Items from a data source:
** start **
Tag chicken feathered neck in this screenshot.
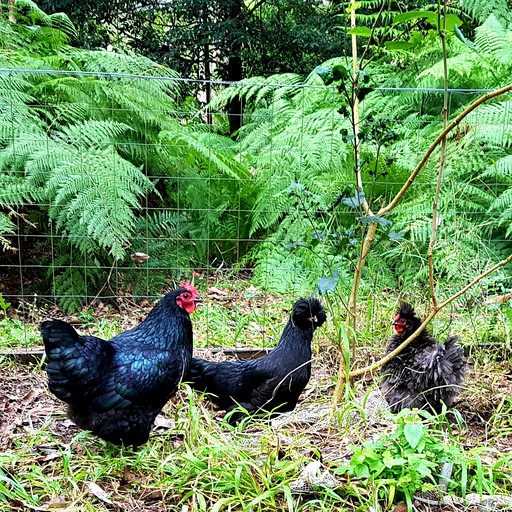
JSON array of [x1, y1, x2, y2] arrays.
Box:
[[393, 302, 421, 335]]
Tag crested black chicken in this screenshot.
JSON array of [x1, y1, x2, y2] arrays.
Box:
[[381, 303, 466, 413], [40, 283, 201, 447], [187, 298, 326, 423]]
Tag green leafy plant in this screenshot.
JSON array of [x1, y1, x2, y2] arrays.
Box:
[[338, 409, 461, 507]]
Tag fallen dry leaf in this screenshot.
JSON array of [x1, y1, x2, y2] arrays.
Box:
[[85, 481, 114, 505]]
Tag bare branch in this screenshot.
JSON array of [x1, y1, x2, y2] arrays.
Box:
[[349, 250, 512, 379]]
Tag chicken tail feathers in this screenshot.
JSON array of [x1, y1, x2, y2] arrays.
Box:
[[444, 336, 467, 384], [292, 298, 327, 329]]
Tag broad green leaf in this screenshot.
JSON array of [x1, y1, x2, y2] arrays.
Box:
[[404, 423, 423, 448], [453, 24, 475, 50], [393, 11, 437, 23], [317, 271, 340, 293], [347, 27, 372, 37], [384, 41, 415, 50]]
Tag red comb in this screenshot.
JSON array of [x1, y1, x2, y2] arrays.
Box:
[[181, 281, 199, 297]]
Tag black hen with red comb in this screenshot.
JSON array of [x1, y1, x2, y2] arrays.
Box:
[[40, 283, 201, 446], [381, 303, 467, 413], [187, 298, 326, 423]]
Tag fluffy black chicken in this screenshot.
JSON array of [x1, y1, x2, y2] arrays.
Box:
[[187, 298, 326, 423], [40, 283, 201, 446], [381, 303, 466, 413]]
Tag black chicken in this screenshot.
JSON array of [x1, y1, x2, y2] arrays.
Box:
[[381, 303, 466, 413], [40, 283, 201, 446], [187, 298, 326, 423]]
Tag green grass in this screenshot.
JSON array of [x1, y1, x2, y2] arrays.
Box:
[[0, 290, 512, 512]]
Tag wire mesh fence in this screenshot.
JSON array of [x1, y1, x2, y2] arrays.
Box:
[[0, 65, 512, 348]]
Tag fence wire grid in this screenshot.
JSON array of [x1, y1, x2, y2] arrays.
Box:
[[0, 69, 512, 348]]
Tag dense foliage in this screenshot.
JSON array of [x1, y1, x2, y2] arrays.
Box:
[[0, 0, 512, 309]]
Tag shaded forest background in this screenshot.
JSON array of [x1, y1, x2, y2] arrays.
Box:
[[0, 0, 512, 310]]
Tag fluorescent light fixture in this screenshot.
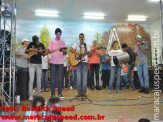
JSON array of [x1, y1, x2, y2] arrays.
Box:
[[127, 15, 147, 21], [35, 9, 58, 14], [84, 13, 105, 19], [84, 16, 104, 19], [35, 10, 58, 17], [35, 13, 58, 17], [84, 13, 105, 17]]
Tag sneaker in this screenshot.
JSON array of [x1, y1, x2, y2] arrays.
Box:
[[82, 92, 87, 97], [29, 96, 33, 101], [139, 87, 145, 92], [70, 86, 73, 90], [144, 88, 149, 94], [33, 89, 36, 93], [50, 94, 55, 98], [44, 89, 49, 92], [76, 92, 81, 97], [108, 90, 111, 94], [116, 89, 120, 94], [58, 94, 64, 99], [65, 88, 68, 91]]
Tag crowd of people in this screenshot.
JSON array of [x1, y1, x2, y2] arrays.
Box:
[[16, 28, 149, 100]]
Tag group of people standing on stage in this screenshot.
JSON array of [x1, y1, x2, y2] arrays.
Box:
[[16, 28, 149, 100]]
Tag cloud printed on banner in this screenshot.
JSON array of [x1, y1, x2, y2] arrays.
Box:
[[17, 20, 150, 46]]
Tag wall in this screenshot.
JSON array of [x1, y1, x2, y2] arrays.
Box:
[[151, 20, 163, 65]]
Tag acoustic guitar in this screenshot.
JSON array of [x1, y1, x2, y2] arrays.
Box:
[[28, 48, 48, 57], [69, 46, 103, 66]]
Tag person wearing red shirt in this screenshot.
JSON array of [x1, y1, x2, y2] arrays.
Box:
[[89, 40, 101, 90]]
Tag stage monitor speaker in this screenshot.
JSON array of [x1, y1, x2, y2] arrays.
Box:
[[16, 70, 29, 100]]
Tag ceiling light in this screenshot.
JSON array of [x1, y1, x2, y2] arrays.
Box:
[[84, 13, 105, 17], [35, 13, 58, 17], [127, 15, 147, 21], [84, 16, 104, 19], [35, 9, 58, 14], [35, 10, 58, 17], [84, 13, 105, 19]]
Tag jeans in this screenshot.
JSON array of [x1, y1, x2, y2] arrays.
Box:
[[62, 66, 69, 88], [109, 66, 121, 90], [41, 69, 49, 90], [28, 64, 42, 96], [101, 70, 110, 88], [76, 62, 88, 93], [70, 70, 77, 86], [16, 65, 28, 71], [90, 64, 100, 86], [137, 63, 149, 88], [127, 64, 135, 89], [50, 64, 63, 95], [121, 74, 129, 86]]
** end **
Challenge: Put the records into a JSON list of strings with one string per line and no blank lines, beginning at the first line of the records and stopping after the line that contains "[[85, 481, 114, 505]]". Omit the pictures.

Correct response:
[
  "Tag chicken feathered neck in this screenshot.",
  "JSON array of [x1, y1, x2, y2] arrays.",
  "Box:",
  "[[393, 302, 421, 335]]",
  "Tag crested black chicken in this screenshot.",
  "JSON array of [x1, y1, x2, y2] arrays.",
  "Box:",
  "[[381, 303, 466, 413], [40, 283, 201, 447], [187, 298, 326, 423]]",
  "Tag green leafy plant in this screenshot.",
  "JSON array of [x1, y1, x2, y2] arrays.",
  "Box:",
  "[[338, 409, 461, 507]]",
  "Tag fallen dry leaf in this screenshot.",
  "JSON array of [x1, y1, x2, y2] arrays.",
  "Box:",
  "[[85, 481, 114, 505]]"
]